▶ Extract to read:

- - - - - - -

Hacker News new | ask | show | jobs
by nerdponx 1880 days ago
I really wish the Julia ecosystem would stop assuming that you always interact with your computer through the Julia REPL and started supporting proper command line interfaces. This is one of the big annoyances and mistakes of the R ecosystem, and I think it's unwise to carry that mistake over to Julia.

Also, big "ugh" to browser-based tooling. I want to browse webpages in my browser, I don't want to do my data science work there. We don't even have a good native client for Jupyter notebooks yet, let alone for this new Jupyter alternative that doesn't support the existing Jupyter kernel protocol.

Not only that, but Pluto also apparently has some obnoxious UX limitations that remind me of other less-than-usable wannabe-Jupyter-notebooks (e.g. Apache Zeppelin, Databricks): https://towardsdatascience.com/could-pluto-be-a-real-jupyter...

- - - - - - -

▶ Parts of the exercise:
1. In the Julia tooling comment, transcribe the passage from "Hacker News new" to "Jupyter kernel protocol.".
2. Shorten the paragraph of the Julia tooling comment that begins "Also, big "ugh" to browser-based tooling" while keeping its main points.
The data that follows has no connection to the Julia tooling comment.

▶ Recorded information:
- - - - - - -

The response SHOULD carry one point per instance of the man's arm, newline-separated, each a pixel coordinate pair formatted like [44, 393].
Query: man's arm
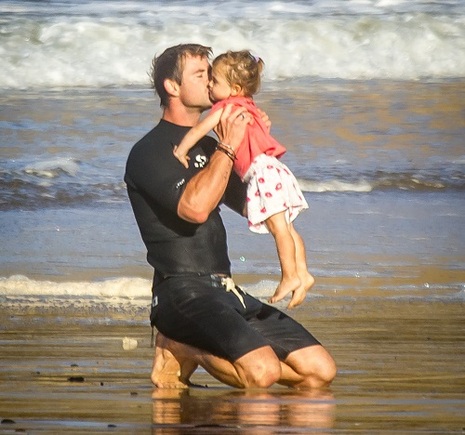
[205, 190]
[195, 134]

- - - - - - -

▶ Results for each task:
1.
Hacker News new | ask | show | jobs
by nerdponx 1880 days ago
I really wish the Julia ecosystem would stop assuming that you always interact with your computer through the Julia REPL and started supporting proper command line interfaces. This is one of the big annoyances and mistakes of the R ecosystem, and I think it's unwise to carry that mistake over to Julia.

Also, big "ugh" to browser-based tooling. I want to browse webpages in my browser, I don't want to do my data science work there. We don't even have a good native client for Jupyter notebooks yet, let alone for this new Jupyter alternative that doesn't support the existing Jupyter kernel protocol.

2. Browser-based tooling is unwelcome: the browser should be for browsing webpages, not for data science work. There is still no good native client for Jupyter notebooks, let alone for this new Jupyter alternative, which lacks support for the existing Jupyter kernel protocol.